### [ABOUT THIS TASK]
Your answer should repeat every line of the records below in which the word "item" appears.
-- DATA UNDER STUDY follows --
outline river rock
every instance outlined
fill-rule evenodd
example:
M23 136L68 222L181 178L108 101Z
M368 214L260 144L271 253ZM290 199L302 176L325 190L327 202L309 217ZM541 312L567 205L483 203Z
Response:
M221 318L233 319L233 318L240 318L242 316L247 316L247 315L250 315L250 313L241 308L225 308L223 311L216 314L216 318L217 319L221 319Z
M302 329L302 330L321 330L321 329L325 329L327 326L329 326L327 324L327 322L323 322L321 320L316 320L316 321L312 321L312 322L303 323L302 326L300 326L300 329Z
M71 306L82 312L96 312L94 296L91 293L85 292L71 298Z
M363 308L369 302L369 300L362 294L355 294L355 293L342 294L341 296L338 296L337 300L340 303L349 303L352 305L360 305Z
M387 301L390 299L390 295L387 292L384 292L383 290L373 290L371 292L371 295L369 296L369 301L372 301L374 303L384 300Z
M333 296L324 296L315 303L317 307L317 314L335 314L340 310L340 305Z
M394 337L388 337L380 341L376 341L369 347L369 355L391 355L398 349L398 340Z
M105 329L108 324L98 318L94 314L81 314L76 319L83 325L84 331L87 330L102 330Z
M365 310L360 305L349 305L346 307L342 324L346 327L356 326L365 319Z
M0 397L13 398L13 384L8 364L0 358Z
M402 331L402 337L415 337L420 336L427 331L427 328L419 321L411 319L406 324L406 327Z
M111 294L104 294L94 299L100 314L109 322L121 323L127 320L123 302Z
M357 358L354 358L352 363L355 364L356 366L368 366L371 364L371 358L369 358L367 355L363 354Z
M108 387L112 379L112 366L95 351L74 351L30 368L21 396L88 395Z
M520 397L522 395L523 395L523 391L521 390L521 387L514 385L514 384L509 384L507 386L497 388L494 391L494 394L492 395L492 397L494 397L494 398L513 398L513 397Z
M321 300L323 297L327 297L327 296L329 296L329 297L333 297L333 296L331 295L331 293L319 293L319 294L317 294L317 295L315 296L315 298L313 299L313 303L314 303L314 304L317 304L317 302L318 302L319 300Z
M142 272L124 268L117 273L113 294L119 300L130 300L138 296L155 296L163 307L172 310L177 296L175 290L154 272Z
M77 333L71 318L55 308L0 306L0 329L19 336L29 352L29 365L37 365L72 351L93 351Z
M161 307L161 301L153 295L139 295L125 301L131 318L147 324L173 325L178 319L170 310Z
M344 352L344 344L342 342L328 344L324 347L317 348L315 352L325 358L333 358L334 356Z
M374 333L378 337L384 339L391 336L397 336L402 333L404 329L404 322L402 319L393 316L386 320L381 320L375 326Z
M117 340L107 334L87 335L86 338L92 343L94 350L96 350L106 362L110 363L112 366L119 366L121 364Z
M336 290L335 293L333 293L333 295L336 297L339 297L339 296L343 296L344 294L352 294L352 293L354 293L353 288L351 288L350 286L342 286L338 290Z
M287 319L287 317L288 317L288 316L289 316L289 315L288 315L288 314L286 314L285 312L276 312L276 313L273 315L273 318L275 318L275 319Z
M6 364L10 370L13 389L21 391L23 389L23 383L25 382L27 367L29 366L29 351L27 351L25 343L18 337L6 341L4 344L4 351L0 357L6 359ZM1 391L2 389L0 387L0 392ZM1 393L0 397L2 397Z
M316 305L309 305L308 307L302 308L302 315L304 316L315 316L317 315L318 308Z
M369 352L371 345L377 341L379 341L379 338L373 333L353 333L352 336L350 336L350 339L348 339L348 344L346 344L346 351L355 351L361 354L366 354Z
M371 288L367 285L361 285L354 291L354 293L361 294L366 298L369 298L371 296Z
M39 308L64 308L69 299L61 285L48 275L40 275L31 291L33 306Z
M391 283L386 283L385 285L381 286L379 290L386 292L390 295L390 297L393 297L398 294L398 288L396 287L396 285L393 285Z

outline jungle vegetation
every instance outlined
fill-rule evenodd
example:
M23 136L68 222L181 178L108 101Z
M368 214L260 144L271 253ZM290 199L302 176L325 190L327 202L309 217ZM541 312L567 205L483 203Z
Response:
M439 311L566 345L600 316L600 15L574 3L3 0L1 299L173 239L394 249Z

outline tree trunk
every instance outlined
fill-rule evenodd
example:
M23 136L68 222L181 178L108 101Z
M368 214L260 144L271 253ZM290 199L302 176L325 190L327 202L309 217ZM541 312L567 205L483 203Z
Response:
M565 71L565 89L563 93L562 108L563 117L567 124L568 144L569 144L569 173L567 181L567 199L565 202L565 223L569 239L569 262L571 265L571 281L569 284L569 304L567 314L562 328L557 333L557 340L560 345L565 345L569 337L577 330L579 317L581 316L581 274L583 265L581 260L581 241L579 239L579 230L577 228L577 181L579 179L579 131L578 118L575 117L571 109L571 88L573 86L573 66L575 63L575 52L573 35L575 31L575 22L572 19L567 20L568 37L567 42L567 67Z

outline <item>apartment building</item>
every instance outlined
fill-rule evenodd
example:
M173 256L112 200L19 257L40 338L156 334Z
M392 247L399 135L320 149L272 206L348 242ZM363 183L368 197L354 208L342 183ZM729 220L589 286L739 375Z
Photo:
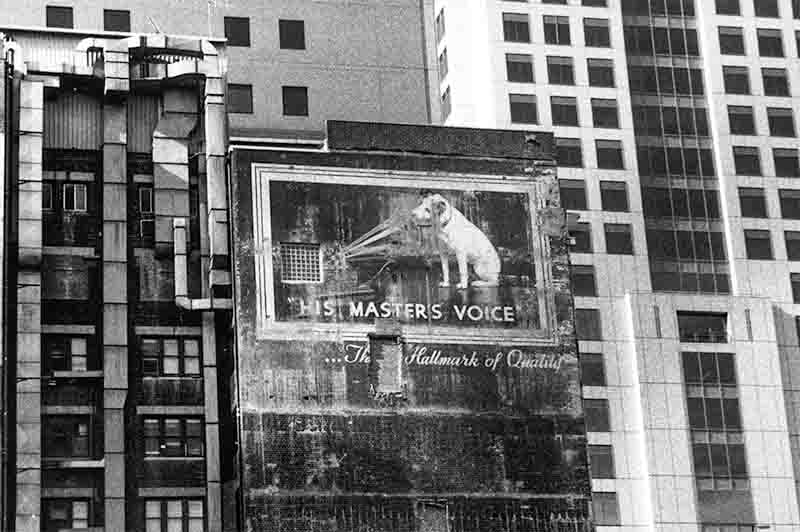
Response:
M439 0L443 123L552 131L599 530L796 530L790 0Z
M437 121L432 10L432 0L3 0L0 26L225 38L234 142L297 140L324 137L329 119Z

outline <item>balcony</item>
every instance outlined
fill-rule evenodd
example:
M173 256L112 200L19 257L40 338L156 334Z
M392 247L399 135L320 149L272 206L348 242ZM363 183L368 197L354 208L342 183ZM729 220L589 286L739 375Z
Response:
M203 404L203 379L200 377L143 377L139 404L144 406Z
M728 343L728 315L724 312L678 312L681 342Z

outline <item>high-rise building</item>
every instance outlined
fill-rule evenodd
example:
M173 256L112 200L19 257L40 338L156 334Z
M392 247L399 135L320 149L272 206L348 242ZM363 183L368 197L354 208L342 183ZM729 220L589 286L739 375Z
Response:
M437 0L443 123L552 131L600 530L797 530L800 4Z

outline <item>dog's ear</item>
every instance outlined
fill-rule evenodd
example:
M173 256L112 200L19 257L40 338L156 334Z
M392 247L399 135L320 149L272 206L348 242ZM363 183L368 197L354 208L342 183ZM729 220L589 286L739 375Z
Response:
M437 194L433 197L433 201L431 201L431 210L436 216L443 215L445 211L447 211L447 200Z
-- DATA UNDER STUDY concluded --
-- DATA UNDER STUDY follows --
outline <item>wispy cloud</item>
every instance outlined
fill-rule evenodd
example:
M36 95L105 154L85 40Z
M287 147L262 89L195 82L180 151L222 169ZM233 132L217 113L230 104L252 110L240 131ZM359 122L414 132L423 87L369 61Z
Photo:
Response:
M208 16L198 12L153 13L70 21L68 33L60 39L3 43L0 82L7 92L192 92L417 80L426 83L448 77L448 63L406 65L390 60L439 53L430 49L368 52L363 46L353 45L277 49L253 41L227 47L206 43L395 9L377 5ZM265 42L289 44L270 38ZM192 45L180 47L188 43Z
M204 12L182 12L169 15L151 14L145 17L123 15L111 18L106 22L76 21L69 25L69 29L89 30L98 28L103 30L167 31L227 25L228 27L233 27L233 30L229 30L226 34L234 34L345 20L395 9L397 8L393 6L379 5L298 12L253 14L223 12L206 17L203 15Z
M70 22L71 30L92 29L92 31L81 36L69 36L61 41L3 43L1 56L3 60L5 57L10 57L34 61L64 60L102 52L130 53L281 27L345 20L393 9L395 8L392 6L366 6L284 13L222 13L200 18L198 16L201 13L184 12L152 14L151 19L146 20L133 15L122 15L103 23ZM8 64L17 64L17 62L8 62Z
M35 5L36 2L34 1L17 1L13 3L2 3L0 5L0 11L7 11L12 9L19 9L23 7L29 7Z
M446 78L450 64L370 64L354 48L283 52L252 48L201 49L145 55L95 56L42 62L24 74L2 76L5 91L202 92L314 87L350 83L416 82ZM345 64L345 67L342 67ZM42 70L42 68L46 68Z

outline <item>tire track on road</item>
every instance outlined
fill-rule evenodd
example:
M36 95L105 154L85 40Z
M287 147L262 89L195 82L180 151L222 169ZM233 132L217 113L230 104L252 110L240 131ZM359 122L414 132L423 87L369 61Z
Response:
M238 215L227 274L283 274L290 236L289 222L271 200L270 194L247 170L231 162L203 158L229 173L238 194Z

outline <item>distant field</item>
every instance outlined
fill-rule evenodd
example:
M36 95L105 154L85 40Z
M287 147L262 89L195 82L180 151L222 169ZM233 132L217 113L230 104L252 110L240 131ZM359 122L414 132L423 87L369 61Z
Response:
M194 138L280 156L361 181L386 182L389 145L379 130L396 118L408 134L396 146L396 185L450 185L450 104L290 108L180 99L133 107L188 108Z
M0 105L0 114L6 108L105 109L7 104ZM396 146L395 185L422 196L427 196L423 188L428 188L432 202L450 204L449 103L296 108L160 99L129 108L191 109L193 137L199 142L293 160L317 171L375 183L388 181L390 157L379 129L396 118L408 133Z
-- DATA UNDER STUDY concluded --
### [TASK ANSWER]
outline <item>apartment building</item>
outline <item>balcony</item>
outline <item>high-rise building</item>
outline <item>dog's ear</item>
outline <item>wispy cloud</item>
outline <item>tire track on road</item>
outline <item>distant field</item>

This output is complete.